Transcriba el pasaje del extracto que va desde "Me costó años" hasta "tenga un trabajo!" y sustituya en él "clichés" por "tópicos".
─── EXTRACTO ───
Nuestro profesor respondió diciéndonos que por esto precisamente necesitábamos un curso sobre sociología de la pobreza. Él no estaba de acuerdo con nuestra afirmación de que habíamos crecido pobres y habíamos ganado cosas por nuestro propio y duro trabajo. Entonces, nos dijo esta sorprendente frase: “Ninguno de vosotros fue pobre de niño; fuisteis niños ricos que crecieron sin dinero; y donde estáis hoy no es sólo el resultado de vuestro propio y duro trabajo, es también el resultado de no poca buena suerte”.
Me costó años (y el comentario de Gloria Steinem) entender que el profesor tenía razón. Yo era un niño rico que había crecido en una familia sin dinero. Además, mucho de lo que ingenuamente creía que había ganado por mi propio y duro trabajo era, de hecho y en gran medida, producto de la buena suerte.
Dudo que nuestra sociedad entienda eso. Algunos clichés populares nos hacen creer que el origen de uno nunca debería ser una excusa para no lograr éxito en este mundo, que el éxito está abierto igualmente a cualquiera. Todos nosotros hemos inhalado los clichés. ¡Cualquier niño pobre puede progresar hasta ser Presidente de este país! ¡Cualquier niño pobre puede ir a Harvard! ¡Cualquiera que sea laborioso puede convertir en éxito su vida! ¡No hay ninguna excusa para que cualquier persona sana no tenga un trabajo!
─── ENTRADAS PROPORCIONADAS ───
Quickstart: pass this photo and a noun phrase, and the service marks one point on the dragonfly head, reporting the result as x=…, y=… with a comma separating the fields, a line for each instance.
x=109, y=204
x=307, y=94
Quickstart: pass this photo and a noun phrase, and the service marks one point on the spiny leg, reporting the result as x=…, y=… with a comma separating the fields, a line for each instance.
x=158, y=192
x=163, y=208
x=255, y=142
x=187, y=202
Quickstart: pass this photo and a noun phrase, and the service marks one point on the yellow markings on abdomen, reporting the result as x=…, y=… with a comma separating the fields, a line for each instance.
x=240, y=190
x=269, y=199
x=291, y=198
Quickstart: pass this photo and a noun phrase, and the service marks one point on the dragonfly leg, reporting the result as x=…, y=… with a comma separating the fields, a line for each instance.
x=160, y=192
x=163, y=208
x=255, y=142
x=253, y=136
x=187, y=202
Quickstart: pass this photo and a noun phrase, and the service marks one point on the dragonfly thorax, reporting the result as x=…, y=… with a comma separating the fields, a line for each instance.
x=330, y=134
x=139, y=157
───
RESPUESTA ESPERADA:
Me costó años (y el comentario de Gloria Steinem) entender que el profesor tenía razón. Yo era un niño rico que había crecido en una familia sin dinero. Además, mucho de lo que ingenuamente creía que había ganado por mi propio y duro trabajo era, de hecho y en gran medida, producto de la buena suerte.
Dudo que nuestra sociedad entienda eso. Algunos tópicos populares nos hacen creer que el origen de uno nunca debería ser una excusa para no lograr éxito en este mundo, que el éxito está abierto igualmente a cualquiera. Todos nosotros hemos inhalado los tópicos. ¡Cualquier niño pobre puede progresar hasta ser Presidente de este país! ¡Cualquier niño pobre puede ir a Harvard! ¡Cualquiera que sea laborioso puede convertir en éxito su vida! ¡No hay ninguna excusa para que cualquier persona sana no tenga un trabajo!